## Consigne
Rédigez la suite de la critique du roman « Un garçon convenable » reproduite ci-dessous, en commençant juste après sa dernière phrase.

## Texte fourni
··········
Vikram Seth : Un garçon convenable
0, Grasset

Cette histoire, aussi importante par sa taille que par sa signification, est un portrait détaillé et humain de l’Inde des années cinquante. C’est l’Inde d’après le départ des Anglais, l’Inde qui cherche son indépendance et sa modernité. Ce livre de 1300 pages nous entraîne dans la vie de quatre familles de hautes castes, et au coeur des fondements de la vie indienne : la religion, la famille et la politique. C’est avec le mariage que le livre commence et s’achève :
" Toi aussi tu épouseras un garçon que j’aurai choisi pour toi. "
Essentiellement un roman sur la passion (la passion amoureuse et parfois obsessionnelle, la passion du changement tout en ne changeant rien), il est difficile d’isoler une histoire sans finir par tout expliquer… ou rien. Les relations que vivent les gens sont compliquées par un système restreint du fait des castes et de la politique qu’elles impliquent. Mais l’évolution vers l’indépendance et la recherche d’une certaine modernité ne change rien à l’amour. Un livre qui traite aussi de l’obligation, qu’elle soit morale amoureuse ou familiale. Ces traditions et ces contraintes commencent par nous désorienter, mais avec chaque chapitre, comme dans un véritable voyage, on se retrouve peu à peu.
On se rend compte du travail de Vikram Seth (et de celui du traducteur) dans l’écriture d’un livre aussi imposant, quand à aucun moment on ne trouve de passage inutile ou trop long. Ceci est principalement dû à la qualité des observations psychologiques et à l’humour des dialogues. Et après s’être méfié d’un roman si long, avec un glossaire, un arbre généalogique, et une table de matières, on se trouve surpris de constater que ces choix de l’auteur ne font qu’ajouter au plaisir en approfondissant la sensation d’être là, au milieu de ces gens, au coeur de ces fêtes et de ces conversations. L’intégration du vocabulaire Hindi/Ourdou et l’utilisation du glossaire nous offrent un regard unique grâce à ces langues qui reflètent tant de réalités culturelles.
··········
## Données fournies

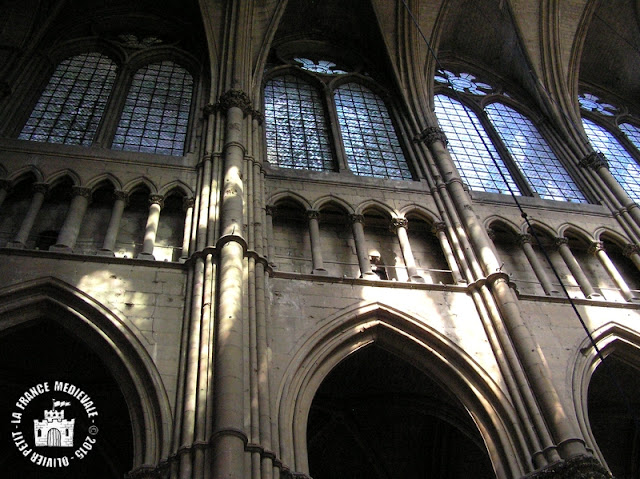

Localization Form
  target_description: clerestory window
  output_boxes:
[18,53,116,146]
[578,93,640,204]
[264,57,413,180]
[434,71,587,203]
[18,47,193,156]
··········
## Réponse obtenue
Si vous connaissez l’Inde, ce livre vous la fera revivre, en vous plongeant directement dans les bruits, les odeurs et les images. Et si vous ne connaissez pas, il vous donnera d’une part envie d’y partir immédiatement, et d’autre part l’impression d’en revenir.

EXTRAIT

" Il y avait juste assez de place pour permettre à l’attelage de se frayer un chemin au milieu des chars à boeufs, des rickshaws, des vélos et des piétons qui encombraient chaussée et trottoirs – qu’ils partageaient avec les barbiers opérant à ciel ouvert, les diseurs de bonne aventure, les échoppes à thé, les étalages de légumes, les dresseurs de singes, les nettoyeurs d’oreilles, les pickpockets, le bétail vagabond, le policier endormi dans son uniforme kaki défraîchi, des hommes trempés de sueur portant sur le dos d’impossibles charges de barres de cuivre ou d’acier, de verre ou de papiers usagés et criant " place, place ! " de leur voix qui réussissait à percer le vacarme de boutiques de dindiers et de fripiers (dont les propriétaires essayaient d’attirer le client à grands cris et gestes) à forcer la petite entrée en pierre taillée de l’École pour les Petits, laquelle donnait sur la cour de l’ancien haveli d’un aristocrate en faillite, et puis les mendiants – jeunes et vieux, agressifs ou résignés, lépreux, estropiés ou aveugles, qui, le soir venu, envahissaient Nabiganj et tentaient d’échapper aux policiers tout en assiégeant les queues devant les cinémas. Des choucas croassaient, des petits garçons de course en haillons couraient partout (l’un portant en équilibre six verres de thé sales sur un mauvais plateau d’étain), des singes jacassaient, bondissaient autour d’un grand pipal au feuillage frémissant et essayaient de détrousser les clients qui s’éloignaient, emplettes faites, des étals de fruits, des femmes musardaient en burqas (long voile porté par les femmes musulmanes) anonymes ou saris brillants, avec ou sans compagnon, quelques étudiants de l’université flànant autour d’un étal de kat s’interpellaient à grands cris, par manque d’habitude ou afin d’être entendus, des chiens galeux aboyaient, chassés à coups de pied, des chats squelettiques miaulaient, chassés à coups de pierres, et les mouches se posaient partout : sur les délicieux jalébis (beignet de farine trempé dans un sirop de sucre) qui grésillaient dans d’énormes poêles, sur le visage des femmes en sari mais pas sur celui des femmes en burqa et sur les naseaux du cheval qui secouait sa tête protégée d’oeillères tandis qu’il poursuivait son chemin vers le Barsaat Mahal. "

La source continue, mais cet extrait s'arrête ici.